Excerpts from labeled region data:

↓

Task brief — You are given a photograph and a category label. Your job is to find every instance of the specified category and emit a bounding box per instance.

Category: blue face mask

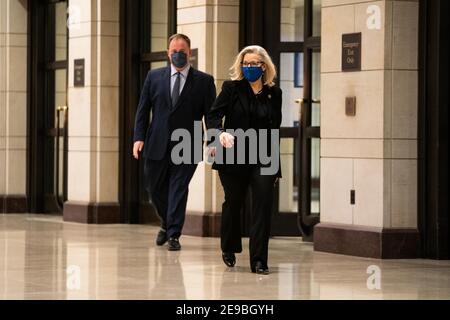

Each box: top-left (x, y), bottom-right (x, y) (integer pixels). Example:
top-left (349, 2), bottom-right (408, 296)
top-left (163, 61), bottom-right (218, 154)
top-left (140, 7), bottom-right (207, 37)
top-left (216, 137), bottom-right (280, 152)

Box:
top-left (242, 67), bottom-right (264, 82)
top-left (171, 51), bottom-right (187, 69)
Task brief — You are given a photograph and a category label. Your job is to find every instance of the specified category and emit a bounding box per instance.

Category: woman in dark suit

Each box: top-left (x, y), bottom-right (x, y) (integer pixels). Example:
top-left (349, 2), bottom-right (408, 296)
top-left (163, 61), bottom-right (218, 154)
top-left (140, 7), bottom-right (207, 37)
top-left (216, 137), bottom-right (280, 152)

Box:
top-left (206, 46), bottom-right (282, 274)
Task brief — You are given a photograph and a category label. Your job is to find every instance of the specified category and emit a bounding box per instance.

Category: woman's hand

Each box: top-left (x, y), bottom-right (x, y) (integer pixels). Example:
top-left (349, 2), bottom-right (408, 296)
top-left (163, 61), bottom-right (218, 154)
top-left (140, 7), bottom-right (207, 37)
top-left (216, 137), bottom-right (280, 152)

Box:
top-left (133, 141), bottom-right (144, 159)
top-left (219, 132), bottom-right (234, 149)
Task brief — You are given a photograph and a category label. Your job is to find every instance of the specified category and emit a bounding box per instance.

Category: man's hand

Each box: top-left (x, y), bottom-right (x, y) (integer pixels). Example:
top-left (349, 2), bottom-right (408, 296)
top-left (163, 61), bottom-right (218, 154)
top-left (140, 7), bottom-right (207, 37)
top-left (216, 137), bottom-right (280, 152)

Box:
top-left (133, 141), bottom-right (144, 159)
top-left (219, 132), bottom-right (234, 149)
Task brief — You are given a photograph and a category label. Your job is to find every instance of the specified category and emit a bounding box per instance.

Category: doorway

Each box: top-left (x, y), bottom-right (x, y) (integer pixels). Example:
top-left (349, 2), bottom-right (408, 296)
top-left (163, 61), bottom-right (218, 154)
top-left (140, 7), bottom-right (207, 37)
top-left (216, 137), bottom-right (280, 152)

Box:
top-left (240, 0), bottom-right (322, 241)
top-left (27, 0), bottom-right (68, 214)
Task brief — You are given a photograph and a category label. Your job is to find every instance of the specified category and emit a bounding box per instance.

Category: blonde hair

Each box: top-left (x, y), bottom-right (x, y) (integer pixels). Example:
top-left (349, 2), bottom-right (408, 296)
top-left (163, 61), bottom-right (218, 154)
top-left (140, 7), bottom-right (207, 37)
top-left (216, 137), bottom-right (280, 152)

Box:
top-left (230, 46), bottom-right (277, 87)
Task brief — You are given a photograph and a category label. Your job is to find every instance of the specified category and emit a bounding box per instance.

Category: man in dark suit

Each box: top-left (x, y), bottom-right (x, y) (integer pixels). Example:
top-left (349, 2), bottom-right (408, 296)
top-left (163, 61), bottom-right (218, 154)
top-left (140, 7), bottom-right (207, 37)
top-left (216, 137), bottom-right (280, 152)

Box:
top-left (133, 34), bottom-right (216, 251)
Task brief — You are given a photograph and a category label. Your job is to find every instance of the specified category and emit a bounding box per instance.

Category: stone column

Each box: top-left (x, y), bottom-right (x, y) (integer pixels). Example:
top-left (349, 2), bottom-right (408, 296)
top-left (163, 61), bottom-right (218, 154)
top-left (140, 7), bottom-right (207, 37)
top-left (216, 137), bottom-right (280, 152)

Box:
top-left (314, 0), bottom-right (419, 258)
top-left (64, 0), bottom-right (120, 223)
top-left (0, 0), bottom-right (28, 213)
top-left (178, 0), bottom-right (239, 236)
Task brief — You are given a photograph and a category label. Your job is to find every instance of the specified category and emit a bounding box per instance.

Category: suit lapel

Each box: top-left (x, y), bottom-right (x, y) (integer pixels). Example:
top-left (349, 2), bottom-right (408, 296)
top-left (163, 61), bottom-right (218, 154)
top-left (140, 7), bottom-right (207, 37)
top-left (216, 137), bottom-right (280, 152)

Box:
top-left (169, 67), bottom-right (195, 112)
top-left (237, 80), bottom-right (250, 115)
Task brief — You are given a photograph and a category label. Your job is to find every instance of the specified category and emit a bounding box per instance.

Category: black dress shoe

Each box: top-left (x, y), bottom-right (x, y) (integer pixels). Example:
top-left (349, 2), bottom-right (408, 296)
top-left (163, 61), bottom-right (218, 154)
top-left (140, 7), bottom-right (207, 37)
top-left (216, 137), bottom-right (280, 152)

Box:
top-left (169, 238), bottom-right (181, 251)
top-left (222, 252), bottom-right (236, 268)
top-left (156, 229), bottom-right (167, 246)
top-left (252, 261), bottom-right (269, 275)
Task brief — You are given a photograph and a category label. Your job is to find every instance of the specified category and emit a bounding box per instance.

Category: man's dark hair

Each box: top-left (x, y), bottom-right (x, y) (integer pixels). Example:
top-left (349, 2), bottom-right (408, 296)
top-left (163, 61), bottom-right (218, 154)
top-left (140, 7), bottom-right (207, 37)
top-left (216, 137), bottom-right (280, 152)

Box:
top-left (167, 33), bottom-right (191, 49)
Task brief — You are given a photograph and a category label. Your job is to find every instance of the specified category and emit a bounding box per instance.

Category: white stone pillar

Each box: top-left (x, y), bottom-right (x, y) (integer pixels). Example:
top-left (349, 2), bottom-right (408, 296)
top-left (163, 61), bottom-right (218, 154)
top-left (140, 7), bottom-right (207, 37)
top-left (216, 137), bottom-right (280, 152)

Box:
top-left (178, 0), bottom-right (239, 236)
top-left (0, 0), bottom-right (28, 213)
top-left (64, 0), bottom-right (120, 223)
top-left (314, 0), bottom-right (419, 258)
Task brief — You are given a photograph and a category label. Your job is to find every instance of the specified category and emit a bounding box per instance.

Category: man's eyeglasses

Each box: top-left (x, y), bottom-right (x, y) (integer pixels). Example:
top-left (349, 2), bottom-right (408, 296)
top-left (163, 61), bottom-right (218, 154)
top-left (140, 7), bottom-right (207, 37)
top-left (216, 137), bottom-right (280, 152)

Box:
top-left (241, 61), bottom-right (264, 67)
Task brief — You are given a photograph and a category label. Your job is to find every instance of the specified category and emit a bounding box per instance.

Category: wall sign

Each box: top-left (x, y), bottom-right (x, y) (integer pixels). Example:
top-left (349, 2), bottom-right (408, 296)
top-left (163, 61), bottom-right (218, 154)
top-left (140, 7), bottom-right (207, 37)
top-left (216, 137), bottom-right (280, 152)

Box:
top-left (73, 59), bottom-right (84, 87)
top-left (342, 32), bottom-right (361, 71)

↑

YOUR INSTRUCTIONS:
Count the lines in the records above that contain the string "stone", treating uppercase and lowercase as different. Give only the number.

WRITTEN SOLUTION:
2